= Beginning of Section =
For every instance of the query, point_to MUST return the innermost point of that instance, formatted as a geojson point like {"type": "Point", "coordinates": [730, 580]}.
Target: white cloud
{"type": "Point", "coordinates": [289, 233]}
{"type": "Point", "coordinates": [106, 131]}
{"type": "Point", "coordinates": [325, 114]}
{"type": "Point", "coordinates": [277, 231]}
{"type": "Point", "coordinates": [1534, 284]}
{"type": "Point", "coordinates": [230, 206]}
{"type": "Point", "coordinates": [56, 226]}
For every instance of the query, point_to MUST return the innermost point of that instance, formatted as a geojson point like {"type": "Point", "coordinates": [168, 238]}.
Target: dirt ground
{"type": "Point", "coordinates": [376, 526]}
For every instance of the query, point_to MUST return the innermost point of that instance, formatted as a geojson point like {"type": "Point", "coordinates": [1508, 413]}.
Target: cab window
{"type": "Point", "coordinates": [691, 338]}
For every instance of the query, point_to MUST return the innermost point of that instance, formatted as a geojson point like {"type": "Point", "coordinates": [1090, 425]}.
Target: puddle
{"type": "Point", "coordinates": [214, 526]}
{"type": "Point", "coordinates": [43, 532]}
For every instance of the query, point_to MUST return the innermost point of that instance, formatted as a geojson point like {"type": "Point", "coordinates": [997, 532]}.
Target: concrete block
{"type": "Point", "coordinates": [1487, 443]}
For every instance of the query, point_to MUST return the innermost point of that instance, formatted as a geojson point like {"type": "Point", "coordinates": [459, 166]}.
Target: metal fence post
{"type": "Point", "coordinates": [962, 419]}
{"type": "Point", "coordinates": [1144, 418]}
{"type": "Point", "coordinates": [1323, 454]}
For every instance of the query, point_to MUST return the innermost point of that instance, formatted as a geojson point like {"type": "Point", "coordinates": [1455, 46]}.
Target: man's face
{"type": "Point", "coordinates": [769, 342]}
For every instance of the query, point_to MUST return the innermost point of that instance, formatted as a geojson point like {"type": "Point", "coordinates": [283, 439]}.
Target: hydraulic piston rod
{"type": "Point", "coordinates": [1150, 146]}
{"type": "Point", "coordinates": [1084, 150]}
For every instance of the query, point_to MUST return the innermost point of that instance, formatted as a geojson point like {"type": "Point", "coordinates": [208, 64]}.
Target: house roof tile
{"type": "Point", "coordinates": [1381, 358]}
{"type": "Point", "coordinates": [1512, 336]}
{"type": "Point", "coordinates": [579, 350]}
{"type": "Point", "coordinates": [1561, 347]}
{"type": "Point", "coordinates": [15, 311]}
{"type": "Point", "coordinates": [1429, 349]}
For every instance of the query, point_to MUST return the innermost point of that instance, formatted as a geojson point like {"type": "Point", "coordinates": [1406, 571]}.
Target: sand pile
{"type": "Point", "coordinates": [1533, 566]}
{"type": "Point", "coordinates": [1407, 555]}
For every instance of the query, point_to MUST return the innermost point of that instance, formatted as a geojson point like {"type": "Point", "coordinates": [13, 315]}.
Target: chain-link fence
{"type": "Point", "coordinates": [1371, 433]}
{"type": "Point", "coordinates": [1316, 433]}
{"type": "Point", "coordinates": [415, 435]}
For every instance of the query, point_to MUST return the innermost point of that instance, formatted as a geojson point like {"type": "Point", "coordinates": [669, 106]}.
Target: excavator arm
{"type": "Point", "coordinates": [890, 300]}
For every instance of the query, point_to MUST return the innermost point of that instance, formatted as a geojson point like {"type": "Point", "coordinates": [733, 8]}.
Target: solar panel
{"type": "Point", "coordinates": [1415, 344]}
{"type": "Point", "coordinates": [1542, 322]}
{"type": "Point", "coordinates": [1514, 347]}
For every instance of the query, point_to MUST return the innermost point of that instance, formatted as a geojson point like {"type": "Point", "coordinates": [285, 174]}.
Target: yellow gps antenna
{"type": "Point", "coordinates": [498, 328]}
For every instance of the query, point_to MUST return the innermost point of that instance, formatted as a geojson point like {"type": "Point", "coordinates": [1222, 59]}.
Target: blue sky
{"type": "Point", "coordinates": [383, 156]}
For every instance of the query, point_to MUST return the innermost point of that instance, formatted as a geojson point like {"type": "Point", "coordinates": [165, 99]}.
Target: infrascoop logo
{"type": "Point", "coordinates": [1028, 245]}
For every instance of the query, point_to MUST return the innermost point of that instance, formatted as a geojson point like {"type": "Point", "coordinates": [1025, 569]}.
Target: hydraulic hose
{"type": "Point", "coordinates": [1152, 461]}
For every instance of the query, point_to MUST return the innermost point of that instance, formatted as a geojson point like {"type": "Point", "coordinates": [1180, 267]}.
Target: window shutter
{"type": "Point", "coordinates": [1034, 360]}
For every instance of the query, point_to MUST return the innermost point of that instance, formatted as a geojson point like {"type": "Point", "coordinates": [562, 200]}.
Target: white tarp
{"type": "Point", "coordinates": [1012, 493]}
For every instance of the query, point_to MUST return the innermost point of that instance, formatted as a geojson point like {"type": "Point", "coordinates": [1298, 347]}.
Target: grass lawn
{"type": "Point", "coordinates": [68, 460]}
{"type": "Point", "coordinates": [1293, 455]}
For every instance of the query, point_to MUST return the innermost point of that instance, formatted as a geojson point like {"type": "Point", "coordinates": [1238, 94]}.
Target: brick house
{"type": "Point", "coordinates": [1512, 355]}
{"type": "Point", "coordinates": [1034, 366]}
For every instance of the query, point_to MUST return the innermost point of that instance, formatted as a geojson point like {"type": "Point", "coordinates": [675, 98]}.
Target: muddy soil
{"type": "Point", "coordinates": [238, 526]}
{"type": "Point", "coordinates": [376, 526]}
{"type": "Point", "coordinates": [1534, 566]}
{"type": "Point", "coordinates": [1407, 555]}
= End of Section =
### Work to complete:
Give again the closing portion of the entries, from the line with "Target: grass lawn" through the last line. Keep it exact and add nothing.

### Written answer:
Target: grass lawn
{"type": "Point", "coordinates": [68, 460]}
{"type": "Point", "coordinates": [1293, 455]}
For every instance of the query, point_to MUST return the innermost point of that instance, formatted as a geojson point like {"type": "Point", "coordinates": [1238, 94]}.
Target: brick house
{"type": "Point", "coordinates": [1512, 355]}
{"type": "Point", "coordinates": [1034, 366]}
For every instance of the query, point_to MUST return the innermost point of that instance, formatted as a geojson point like {"type": "Point", "coordinates": [675, 98]}.
Target: muddy soil
{"type": "Point", "coordinates": [238, 526]}
{"type": "Point", "coordinates": [376, 526]}
{"type": "Point", "coordinates": [1534, 566]}
{"type": "Point", "coordinates": [1407, 555]}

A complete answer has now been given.